An Inefficient Democracy: A Look at the Decline in Newspapers as an Institution
Newspapers are dying. In every direction, citizens are losing interest in the things that truly matter. According to 2009 figures from the Audit Bureau of Circulation, a total of 30.4 million Americans buy newspapers from Monday through Saturday. Without a reference point 30.4 million sales a week might seem like plenty, but the Newspaper Association of America claims that in 1940, 40.1 million Americans bought a newspaper every day (Ahrens). While it is apparent that the era of the newspaper is fading away, many members of the net generation question why the decline even matters. Therein lays the problem. In a country where citizens have power over their government, the significance of reading the news and keeping up with important issues is shrouded in doubt. I believe that the decline of newspapers as an institution is the result of a technologically tethered society obsessed with speed and scandals. Furthermore, the loss of newspapers and journalism will inevitably destroy the functionality and effectiveness of our democracy.

**Tasks and exercises**
A) From the essay on the decline of newspapers, list every source it credits for its circulation figures, including any parenthetical citation.
B) Extend the essay on the decline of newspapers, picking up right after its final sentence.

**Material provided**
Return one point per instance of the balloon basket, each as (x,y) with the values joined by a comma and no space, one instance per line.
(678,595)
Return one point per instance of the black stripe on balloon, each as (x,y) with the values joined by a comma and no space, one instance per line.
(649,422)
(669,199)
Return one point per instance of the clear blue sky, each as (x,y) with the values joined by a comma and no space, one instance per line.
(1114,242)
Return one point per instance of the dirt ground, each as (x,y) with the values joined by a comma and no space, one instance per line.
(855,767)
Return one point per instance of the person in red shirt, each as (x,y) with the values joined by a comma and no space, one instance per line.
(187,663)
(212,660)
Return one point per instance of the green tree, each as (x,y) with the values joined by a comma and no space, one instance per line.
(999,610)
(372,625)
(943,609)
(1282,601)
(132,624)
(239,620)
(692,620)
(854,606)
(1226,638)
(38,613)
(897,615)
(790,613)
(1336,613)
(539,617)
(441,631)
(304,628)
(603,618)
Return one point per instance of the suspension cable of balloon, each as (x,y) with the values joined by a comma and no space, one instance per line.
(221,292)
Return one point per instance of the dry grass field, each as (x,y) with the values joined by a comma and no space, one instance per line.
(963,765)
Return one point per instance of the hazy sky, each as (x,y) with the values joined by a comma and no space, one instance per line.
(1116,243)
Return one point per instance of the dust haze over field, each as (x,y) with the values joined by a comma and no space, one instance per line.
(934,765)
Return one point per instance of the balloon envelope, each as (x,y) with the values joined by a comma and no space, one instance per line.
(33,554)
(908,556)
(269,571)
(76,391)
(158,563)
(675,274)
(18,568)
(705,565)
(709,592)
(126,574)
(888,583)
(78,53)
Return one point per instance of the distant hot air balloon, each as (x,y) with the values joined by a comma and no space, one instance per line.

**Expected answers**
A)
Audit Bureau of Circulation
Newspaper Association of America
Ahrens

B)
While many theories have surfaced to explain the cause of the drastic decline in newspaper circulation, the most popular theory blames the internet. It is easy to assume that the internet has decimated the popularity of newsprint simply because the internet allows free access to news, but that doesn’t seem to be the case. Despite the newspaper industry’s multi-billion dollar investments to create online editions, newsprint editions are still the more popular medium. According to statistics on the New York Times website in 2003, the average user of the website only visited 5.7 times per month and spent less than 35 minutes on the site throughout that month. Contrastingly, according to survey results from Northwestern University’s Readership Institute of the Media Management Center, the average newsprint reader reads a newspaper 14.7 times per month and spends approximately 28.2 minutes per day reading the paper (Crosbie).
The newspaper industry’s main goal in creating online editions was to gain readership, specifically from a younger audience. A study done by Belden Associates of 8,000 online newspaper readers estimates that only 25% of online readers are ages 25-34 and only 9% of online readers are ages 18-24 (Crosbie). These numbers bear an astounding resemblance to the demographics found for readers of newsprint editions. Apparently, the newspaper industry did not accomplish its goal.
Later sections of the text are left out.